**Textauszug:**
%%

Über Stammgäste im Disneyland

Von Barbara Munker
Los Angeles (dpa). Doug Marsh zählt längst nicht mehr, wie oft er im kalifornischen Disneyland ein und aus geht. Nach Schätzung des hartgesottenen Fans sind es bestimmt mehr als 1500 Besuche, seit er als 14-Jähriger in den 70er Jahren seine Begeisterung für den Themenpark entdeckte.

Als er 1990 seinen ersten Jahrespass kaufte, war er fast täglich im Micky-Maus-Wunderland zu Gast, erzählt der 47 Jahre alte Bühnenbildner. Jetzt vergnügt er sich »nur« noch zwei bis drei Mal pro Woche in Disneyland und dem 2001 eröffneten Nachbarpark »California Adventure«, wo er schon 128 Mal im Flugsimulator »Condor Flats« über Kalifornien hinwegschwebte.
Mit Sonnenhut, Fotoapparat und einem freundlichen Lächeln wirkt der rotbärtige Amerikaner im »Happiest Place on Earth« (vom Disney-Konzern zum »fröhlichsten Platz auf Erden« erklärt) wie ein gewöhnlicher Tourist. Doch schon am Eingang bei der Kartenkontrolle wird er mit einem freundlichen »Hi, Doug« als Stammgast begrüßt. Er kenne viele hundert »Disney-Familienmitglieder«, die er regelmäßig im Park treffe und die genauso denken wie er, meint Marsh. »Hier lässt man den Alltag zurück und vergisst seine Sorgen, so wie es sich Walt Disney schon vor 50 Jahren wünschte.«
Der Disneyland-Experte zeigt auf den Gipfel des künstlichen Matterhorns, von dem Tinkerbell während des abendlichen Feuerwerks zum Dornröschen-Schloss fliegt. »Für das Jubiläum zum 50. wird eigens ein neues, spektakuläres Flugsystem installiert«, das hat Doug von einer seiner vielen Quellen im Park erfahren. Von Anfang Mai an will das Mäuse-Imperium das runde Jubiläum weltweit in allen Themenparks feiern. Ein neuer Goldanstrich am »Magic Castle« und frisch gepflanzte Blumenbeete am Ende von »Mainstreet« mit seinem Kennerblick erspäht Doug jetzt schon die ersten Verschönerungen.
»Der Park ist uns ans Herz gewachsen, das ist unser Hobby, so wie andere jeden Tag auf den Golfplatz gehen«, rechtfertigt Benji Breitbart seine vier Besuche pro Woche. Nebenbei betreibt der 22- jährige Soziologiestudent zusammen mit Doug und anderen Fans die Internetseite Laughingplace.com, ein Treffpunkt für Disneyfans in aller Welt. Dort gibt es Tipps für die besten Attraktionen, Diskussionsrunden über Mickey-Themen und Sonderangebote für Disney-Andenken.

%%

Einträge aus einem Datensatz:

%%

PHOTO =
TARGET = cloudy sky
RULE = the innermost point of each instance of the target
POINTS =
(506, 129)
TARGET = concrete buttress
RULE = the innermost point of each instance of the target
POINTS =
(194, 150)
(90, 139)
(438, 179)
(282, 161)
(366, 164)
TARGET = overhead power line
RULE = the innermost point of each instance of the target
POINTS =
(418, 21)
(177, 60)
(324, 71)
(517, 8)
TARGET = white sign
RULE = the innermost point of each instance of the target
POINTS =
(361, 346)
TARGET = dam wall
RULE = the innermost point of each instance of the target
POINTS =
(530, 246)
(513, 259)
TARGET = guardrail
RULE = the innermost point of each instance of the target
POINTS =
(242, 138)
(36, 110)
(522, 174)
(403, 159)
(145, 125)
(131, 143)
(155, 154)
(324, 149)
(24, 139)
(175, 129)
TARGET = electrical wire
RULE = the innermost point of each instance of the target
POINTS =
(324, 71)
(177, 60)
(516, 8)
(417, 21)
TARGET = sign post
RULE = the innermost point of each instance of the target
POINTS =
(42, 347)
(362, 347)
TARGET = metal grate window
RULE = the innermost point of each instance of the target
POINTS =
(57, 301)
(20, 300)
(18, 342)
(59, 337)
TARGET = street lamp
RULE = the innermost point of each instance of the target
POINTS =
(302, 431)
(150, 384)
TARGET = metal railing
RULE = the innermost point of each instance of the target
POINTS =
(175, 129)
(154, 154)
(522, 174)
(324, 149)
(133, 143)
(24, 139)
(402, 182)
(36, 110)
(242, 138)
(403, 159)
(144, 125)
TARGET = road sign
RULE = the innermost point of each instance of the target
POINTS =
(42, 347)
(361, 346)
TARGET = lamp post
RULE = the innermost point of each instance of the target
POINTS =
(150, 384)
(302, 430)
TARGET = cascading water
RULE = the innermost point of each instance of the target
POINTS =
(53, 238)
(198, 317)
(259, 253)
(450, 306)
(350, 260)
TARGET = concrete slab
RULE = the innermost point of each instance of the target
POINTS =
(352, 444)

%%

**Deine Aufgabe:**
Gib aus dem Text über die Stammgäste im Disneyland den Abschnitt von „Als er 1990“ bis „über Kalifornien hinwegschwebte.“ Wort für Wort wieder. Die Datensätze spielen hierfür keine Rolle.

**Lösung:**
Als er 1990 seinen ersten Jahrespass kaufte, war er fast täglich im Micky-Maus-Wunderland zu Gast, erzählt der 47 Jahre alte Bühnenbildner. Jetzt vergnügt er sich »nur« noch zwei bis drei Mal pro Woche in Disneyland und dem 2001 eröffneten Nachbarpark »California Adventure«, wo er schon 128 Mal im Flugsimulator »Condor Flats« über Kalifornien hinwegschwebte.